Challenge:
Reproduce the New Story Leadership article below word for word, keeping every line intact.

Passage shown:
begin
Washington Report Archives (2011-2015) - 2011 September-October

September-October 2011, Pages 64-65

Waging Peace

New Story Leadership: A Conversation About the Conflict

alt(L-r) Manar Saria, Samer Anatabwi, Bahaa Milhem, Jad Keir, Maria Ginzburg and Rotem Gabay don’t want to trapped by history and “live in the older generations’ drama.” (Staff Photo K. Cloos)

New Story Leadership for the Middle East (NSL), a program designed to bridge cultural differences and disagreements by bringing together a select group of young adults, held a Congressional Forum at the Rayburn House Office Building on Capitol Hill July 14. This summer NSL brought four Israelis, four Palestinians and two Arab Israelis to Washington, DC to fuel discussion about the future of the two nations. In several public forums the 10 students shared their stories about living with American host families and interning at American organizations and congressional offices. Six of the students spoke on the Hill and shared their frustration with the current situation of Palestine and Israel. The stories all started differently, but ended with the same hopes for peace.

The first speaker, Manar Saria, an intern at the World Bank who attends Ben-Gurion University in Israel, is an Arab Israeli whose generation, she explained, is able to speak both Arabic and Hebrew fluently and cross borders freely. "I know something about coexistence," she said.
end
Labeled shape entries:
begin
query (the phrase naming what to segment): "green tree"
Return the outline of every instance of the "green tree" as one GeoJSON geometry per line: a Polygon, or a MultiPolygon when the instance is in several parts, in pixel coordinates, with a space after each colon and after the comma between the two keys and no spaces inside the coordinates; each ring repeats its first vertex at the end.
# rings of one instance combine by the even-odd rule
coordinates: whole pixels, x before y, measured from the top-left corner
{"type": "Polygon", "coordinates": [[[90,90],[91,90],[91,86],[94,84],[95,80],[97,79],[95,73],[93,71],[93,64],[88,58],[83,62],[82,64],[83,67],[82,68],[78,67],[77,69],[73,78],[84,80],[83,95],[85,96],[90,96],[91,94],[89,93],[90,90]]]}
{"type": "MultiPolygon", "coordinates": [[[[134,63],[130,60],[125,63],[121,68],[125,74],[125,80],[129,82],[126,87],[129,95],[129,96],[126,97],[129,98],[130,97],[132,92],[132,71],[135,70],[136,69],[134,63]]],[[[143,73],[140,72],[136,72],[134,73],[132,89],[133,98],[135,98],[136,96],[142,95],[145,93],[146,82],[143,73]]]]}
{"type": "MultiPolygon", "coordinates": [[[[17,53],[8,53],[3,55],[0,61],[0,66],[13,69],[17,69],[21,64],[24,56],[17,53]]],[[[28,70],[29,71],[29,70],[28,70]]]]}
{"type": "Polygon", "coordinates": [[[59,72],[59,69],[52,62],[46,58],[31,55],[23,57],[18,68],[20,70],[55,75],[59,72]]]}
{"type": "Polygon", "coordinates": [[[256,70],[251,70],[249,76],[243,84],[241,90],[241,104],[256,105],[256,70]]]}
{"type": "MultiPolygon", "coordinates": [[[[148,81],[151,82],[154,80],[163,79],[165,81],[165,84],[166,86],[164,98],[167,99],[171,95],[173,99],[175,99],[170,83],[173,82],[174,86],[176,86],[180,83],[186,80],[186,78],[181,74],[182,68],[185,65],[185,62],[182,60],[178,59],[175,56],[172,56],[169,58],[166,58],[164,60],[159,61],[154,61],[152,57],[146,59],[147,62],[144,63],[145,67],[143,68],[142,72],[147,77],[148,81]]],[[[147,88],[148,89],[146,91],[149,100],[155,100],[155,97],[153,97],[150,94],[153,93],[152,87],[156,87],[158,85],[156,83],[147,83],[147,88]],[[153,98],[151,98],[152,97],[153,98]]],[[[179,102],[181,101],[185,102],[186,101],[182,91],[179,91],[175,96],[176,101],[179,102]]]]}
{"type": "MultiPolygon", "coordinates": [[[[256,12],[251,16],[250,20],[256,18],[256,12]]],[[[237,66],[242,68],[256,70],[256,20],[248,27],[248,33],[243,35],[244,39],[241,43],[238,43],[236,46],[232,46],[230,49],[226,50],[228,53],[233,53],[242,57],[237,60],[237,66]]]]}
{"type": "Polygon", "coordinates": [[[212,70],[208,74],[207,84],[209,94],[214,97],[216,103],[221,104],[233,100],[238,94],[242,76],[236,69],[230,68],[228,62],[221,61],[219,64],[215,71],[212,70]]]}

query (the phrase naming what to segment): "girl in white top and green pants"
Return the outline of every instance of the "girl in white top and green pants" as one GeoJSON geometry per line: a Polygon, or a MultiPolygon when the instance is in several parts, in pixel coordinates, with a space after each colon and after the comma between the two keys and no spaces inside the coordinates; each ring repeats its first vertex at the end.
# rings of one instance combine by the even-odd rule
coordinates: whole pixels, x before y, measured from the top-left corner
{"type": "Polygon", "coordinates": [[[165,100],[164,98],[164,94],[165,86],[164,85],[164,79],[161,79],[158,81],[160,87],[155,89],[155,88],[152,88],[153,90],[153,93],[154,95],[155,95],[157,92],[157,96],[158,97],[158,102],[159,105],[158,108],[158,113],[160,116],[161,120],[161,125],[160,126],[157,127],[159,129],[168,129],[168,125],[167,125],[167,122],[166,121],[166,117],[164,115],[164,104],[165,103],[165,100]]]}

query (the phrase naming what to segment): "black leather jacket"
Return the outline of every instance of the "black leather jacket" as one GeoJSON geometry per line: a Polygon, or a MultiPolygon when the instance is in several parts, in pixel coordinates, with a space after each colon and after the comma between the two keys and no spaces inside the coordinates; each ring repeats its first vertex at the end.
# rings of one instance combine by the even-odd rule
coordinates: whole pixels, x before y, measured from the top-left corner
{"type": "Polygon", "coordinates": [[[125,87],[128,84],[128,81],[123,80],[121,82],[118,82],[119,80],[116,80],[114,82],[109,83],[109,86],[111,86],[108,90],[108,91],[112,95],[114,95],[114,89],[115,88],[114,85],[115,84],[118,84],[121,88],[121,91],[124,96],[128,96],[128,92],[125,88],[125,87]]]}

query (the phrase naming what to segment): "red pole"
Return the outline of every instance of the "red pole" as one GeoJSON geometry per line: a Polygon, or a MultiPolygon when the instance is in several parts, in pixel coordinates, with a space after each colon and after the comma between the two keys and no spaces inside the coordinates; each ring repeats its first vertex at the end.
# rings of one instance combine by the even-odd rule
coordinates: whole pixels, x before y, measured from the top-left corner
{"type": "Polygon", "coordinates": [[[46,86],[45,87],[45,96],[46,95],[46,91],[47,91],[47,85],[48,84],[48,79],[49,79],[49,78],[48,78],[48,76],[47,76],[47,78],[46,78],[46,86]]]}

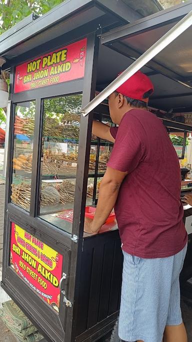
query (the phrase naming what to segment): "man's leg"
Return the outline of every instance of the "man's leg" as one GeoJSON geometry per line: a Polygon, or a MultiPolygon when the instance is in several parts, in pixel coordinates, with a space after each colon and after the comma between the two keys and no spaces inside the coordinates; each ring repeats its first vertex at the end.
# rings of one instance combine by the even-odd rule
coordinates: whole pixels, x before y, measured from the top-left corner
{"type": "Polygon", "coordinates": [[[166,325],[164,333],[164,342],[188,342],[184,323],[179,325],[166,325]]]}

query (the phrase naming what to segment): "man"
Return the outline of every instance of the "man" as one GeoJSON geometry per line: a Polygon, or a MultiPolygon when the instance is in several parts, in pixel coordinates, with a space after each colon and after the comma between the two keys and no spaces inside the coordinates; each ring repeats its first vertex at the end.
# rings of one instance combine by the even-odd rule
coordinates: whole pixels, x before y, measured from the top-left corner
{"type": "Polygon", "coordinates": [[[118,128],[94,122],[93,133],[114,142],[92,221],[98,232],[115,212],[124,256],[119,335],[124,341],[186,342],[179,275],[188,235],[178,158],[162,122],[147,110],[154,87],[138,72],[108,98],[118,128]]]}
end
Finished task:
Washington Report Archives (2011-2015) - 2011 September-October

September-October 2011, Pages 64-65

Waging Peace

New Story Leadership: A Conversation About the Conflict

alt(L-r) Manar Saria, Samer Anatabwi, Bahaa Milhem, Jad Keir, Maria Ginzburg and Rotem Gabay don’t want to trapped by history and “live in the older generations’ drama.” (Staff Photo K. Cloos)

New Story Leadership for the Middle East (NSL), a program designed to bridge cultural differences and disagreements by bringing together a select group of young adults, held a Congressional Forum at the Rayburn House Office Building on Capitol Hill July 14. This summer NSL brought four Israelis, four Palestinians and two Arab Israelis to Washington, DC to fuel discussion about the future of the two nations. In several public forums the 10 students shared their stories about living with American host families and interning at American organizations and congressional offices. Six of the students spoke on the Hill and shared their frustration with the current situation of Palestine and Israel. The stories all started differently, but ended with the same hopes for peace.

The first speaker, Manar Saria, an intern at the World Bank who attends Ben-Gurion University in Israel, is an Arab Israeli whose generation, she explained, is able to speak both Arabic and Hebrew fluently and cross borders freely. "I know something about coexistence," she said.